TEXTAUSZUG

----

Chiara Scarrone, Richard Siegal, Rafael Vedra, Mariana Dias, Skyler Maxey-Wert

Unversehens, wie aus dem von Ravel beschriebenen Nebelschwaden im übertragenen Sinne auftauchend, stehen sich vier Paare im Kreis gegenüber, deuten zu den Klängen von La Valse Walzerbewegungen an. Aus dieser Bewegung heraus wieder bildet sich unerwartet eine Reihe, die sich aber ebenfalls sofort wieder auflöst. Das alles geschieht vor den Augen der Zuschauer in einer übergangslosen Schnelligkeit. „You know, it’s super fast“, hörte man auch irgendwann Orazio zu einem anderen Tänzer sagen. Wie wahr! Immer wieder bespricht man sich untereinander, vergewissert sich bei Richard Siegal, zählt bis sechs, nimmt eine neue Position ein. Zum Ende erfolgt ein kurzer Durchlauf von knapp einer Minute. Als die Musik verstummt, bedankt sich Richard Siegal respektvoll bei den Tänzerinnen und Tänzern. Diese verlassen den Raum und man erkennt an ihren Bewegungen, dass sie im Kopfe und mit den Händen die Bewegungsabläufe noch einmal durchgehen. Wie schnell können fast 90 Minuten vorübergehen, wenn man nur zuschaut! Für die Tänzerinnen und Tänzer gibt es einen langanhaltenden Applaus von den Ballettfreunden, die wieder einmal exklusiv das Privileg hatten, an der Entstehung einer neuen Choreographie mit hohem Suchtpotential teilzuhaben, denn als Zuschauer sehnt man sich inzwischen danach, einmal die gesamte Musik zu hören und natürlich die vollständige Choreographie zu sehen.

----

BEREITGESTELLTE DATENSÄTZE
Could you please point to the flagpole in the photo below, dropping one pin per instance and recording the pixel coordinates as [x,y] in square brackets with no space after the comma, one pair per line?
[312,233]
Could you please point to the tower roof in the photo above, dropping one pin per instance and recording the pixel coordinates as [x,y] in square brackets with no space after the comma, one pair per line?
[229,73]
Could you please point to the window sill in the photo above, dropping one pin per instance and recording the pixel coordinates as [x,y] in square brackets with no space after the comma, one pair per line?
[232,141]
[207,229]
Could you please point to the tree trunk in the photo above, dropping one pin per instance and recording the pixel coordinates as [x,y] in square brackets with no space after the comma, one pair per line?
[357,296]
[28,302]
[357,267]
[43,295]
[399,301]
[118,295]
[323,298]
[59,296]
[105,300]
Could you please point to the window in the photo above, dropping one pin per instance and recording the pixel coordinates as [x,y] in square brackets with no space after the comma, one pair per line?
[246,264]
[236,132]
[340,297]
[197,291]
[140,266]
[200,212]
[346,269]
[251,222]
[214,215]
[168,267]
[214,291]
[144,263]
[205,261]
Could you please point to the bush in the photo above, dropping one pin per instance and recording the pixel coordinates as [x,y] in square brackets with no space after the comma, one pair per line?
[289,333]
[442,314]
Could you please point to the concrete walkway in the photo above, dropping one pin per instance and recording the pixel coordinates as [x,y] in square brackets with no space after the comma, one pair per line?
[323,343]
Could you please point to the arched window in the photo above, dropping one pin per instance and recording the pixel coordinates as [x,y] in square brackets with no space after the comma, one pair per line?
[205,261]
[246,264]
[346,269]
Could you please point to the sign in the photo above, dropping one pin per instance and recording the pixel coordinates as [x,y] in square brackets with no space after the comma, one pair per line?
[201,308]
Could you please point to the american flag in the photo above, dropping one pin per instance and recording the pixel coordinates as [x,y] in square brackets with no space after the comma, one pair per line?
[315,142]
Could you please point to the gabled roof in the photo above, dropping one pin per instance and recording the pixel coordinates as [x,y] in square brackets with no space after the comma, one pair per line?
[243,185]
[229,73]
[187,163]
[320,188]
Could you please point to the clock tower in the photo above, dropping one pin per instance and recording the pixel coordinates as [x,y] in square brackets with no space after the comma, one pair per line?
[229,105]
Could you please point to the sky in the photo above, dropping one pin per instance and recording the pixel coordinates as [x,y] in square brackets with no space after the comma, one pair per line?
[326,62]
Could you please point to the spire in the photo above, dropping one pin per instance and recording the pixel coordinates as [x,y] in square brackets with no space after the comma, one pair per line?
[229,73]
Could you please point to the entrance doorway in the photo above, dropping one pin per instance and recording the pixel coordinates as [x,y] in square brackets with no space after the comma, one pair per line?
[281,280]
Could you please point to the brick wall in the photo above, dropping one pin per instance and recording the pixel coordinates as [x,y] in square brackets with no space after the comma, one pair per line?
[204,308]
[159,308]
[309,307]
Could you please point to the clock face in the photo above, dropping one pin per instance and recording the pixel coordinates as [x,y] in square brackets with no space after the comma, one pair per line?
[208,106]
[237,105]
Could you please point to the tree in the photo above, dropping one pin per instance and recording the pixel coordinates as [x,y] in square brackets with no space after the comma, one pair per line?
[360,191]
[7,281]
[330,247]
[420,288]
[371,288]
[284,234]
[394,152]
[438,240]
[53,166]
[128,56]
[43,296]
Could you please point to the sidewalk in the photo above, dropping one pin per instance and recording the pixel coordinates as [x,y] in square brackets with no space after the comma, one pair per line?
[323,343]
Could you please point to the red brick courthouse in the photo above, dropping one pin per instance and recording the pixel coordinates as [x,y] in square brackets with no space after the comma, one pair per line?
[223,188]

----

ANFORDERUNGEN
#1 Wie lange dauert laut dem Bericht über die Ballettprobe der kurze Durchlauf am Ende?
#2 Setze den Bericht über die Ballettprobe nach seinem letzten Satz fort.
Die Datensätze werden hier nicht gebraucht.

ERGEBNISSE
#1 Knapp eine Minute.

#2
Richard Siegal und Ensemble

Im nachfolgenden Gespräch wendet sich Richard Siegal zunächst direkt an das Publikum, bedankt sich für das Interesse an seiner Arbeit in fließendem, fast akzentfreiem Deutsch, nur um darauf hinzuweisen, dass das schon das Ende seiner Deutschkünste sei. Er bittet um Verständnis, das Gespräch weiter auf Englisch zu führen.

Richard Siegal und Julia Schinke

Julia Schinke geht in einer ersten Frage auf die Beziehung Richards Siegal zu der Musik von Ravel im Allgemeinen und La Valse im Besonderen ein.
Richard Siegal berichtet, dass er La Valse vorher nicht gekannt habe, obwohl es ja inzwischen zu dem großen klassischen Repertoire gehöre, auch für das Ballett. Immerhin hätten Balanchine und Ashton dazu Choreographien entworfen. Und nun wolle er es versuchen. Es sei ja äußerst interessant, dass Diaghilev das Stück abgelehnt habe mit der Begründung, das sei kein Ballett, sondern nur das «Portrait d’un ballet». Daraufhin habe Ravel sehr beleidigt Diaghilev nie mehr gegrüßt, weshalb letzterer Ravel sogar zum Duell fordern wollte. Da könne man sehen, welchen Stellenwert die Musik früher hatte und wie wichtig man sie nahm.
Da er in der Regel elektronische Musik benutze, auch mit Orchester, gehöre La Valse aber eigentlich nicht zu der Musik, die man bei ihm normalerweise hören könne. Gleichwohl, als er La Valse das erste Mal gehört habe, sei das für ihn eine ungeheure Entdeckung gewesen. Er habe in der Musik sehr viel erkannt und gesehen! Ironie, Karikatur, Satire… Eigentlich sei diese Musik so «over the top», so übertrieben, zu romantisch, dann wieder ironisch, aber das sei bewusst von Ravel so gesetzt. Ravel habe das Extreme gesucht … und das findet sich in La Valse wieder.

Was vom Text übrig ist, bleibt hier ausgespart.